- SOURCE

-- Begin --

In Pasadena, he modeled architectural sculpture for the Throop Polytechnic Institute (now the California Institute of Technology). He returned to the east coast in 1910.[1]
In 1912, he was named acting-chief (under Karl Bitter) of the sculpture program for the Panama-Pacific Exposition, a World's Fair to open in San Francisco, California, in February 1915. He obtained a studio in NYC and there employed the services of model Audrey Munson who posed for him – Star Maiden (1913–1915) – and a host of other artists. For the exposition, Calder completed three massive sculpture groups, The Nations of the East and The Nations of the West, which crowned triumphal arches, and a fountain group, The Fountain of Energy. Following Bitter's sudden death in April 1915, Calder completed the Depew Memorial Fountain (1915–1919) in Indianapolis, Indiana.
Hermon Atkins MacNeil and Calder were commissioned to create larger-than-life-size sculptures for the Washington Square Arch in New York City. George Washington as Commander-in-Chief, Accompanied by Fame and Valor (1914–1916) was sculpted by MacNeil; and George Washington as President, Accompanied by Wisdom and Justice (1917–18) by Calder. These are sometimes referred to as Washington at War and Washington at Peace.

-- End --

- TASK TO CARRY OUT
Reproduce everything from "Hermon Atkins MacNeil" down to "Washington at Peace." in the passage about Calder's sculpture work. The material that follows isn't needed for anything here.

- DATASET
-- Begin --

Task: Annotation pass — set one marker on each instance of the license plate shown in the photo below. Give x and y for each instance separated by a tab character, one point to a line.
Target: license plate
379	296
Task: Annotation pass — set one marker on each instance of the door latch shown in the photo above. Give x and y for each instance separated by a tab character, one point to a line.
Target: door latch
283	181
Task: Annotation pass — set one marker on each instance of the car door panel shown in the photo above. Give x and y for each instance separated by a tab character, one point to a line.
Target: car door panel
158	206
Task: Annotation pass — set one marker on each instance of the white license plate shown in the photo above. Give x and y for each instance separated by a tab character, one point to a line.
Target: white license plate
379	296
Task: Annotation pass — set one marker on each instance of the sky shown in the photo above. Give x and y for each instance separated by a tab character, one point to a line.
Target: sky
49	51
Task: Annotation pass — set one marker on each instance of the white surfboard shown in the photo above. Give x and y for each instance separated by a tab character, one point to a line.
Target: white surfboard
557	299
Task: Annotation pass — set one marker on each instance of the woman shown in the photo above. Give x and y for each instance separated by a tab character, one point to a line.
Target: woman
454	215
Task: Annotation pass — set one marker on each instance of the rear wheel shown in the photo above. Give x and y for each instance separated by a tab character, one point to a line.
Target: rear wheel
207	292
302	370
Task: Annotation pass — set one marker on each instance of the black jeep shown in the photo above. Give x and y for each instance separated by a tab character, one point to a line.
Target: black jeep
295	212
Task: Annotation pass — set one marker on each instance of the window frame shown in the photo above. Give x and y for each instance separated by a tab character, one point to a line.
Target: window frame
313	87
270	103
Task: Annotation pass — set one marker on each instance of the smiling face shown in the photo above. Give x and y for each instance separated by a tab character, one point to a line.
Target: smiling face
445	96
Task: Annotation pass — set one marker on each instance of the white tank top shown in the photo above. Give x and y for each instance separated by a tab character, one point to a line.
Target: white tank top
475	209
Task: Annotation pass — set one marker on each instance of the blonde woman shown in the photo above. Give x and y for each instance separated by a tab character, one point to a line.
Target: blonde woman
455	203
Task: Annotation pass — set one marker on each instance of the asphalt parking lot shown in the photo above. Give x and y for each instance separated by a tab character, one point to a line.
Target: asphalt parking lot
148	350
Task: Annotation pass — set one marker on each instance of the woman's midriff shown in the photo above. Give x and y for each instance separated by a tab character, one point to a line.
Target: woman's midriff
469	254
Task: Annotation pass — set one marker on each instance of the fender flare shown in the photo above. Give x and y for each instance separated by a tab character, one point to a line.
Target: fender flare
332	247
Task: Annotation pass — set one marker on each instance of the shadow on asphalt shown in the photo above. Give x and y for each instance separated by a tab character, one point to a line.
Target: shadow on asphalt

-- End --

- OUTPUT FOR THIS TASK
Hermon Atkins MacNeil and Calder were commissioned to create larger-than-life-size sculptures for the Washington Square Arch in New York City. George Washington as Commander-in-Chief, Accompanied by Fame and Valor (1914–1916) was sculpted by MacNeil; and George Washington as President, Accompanied by Wisdom and Justice (1917–18) by Calder. These are sometimes referred to as Washington at War and Washington at Peace.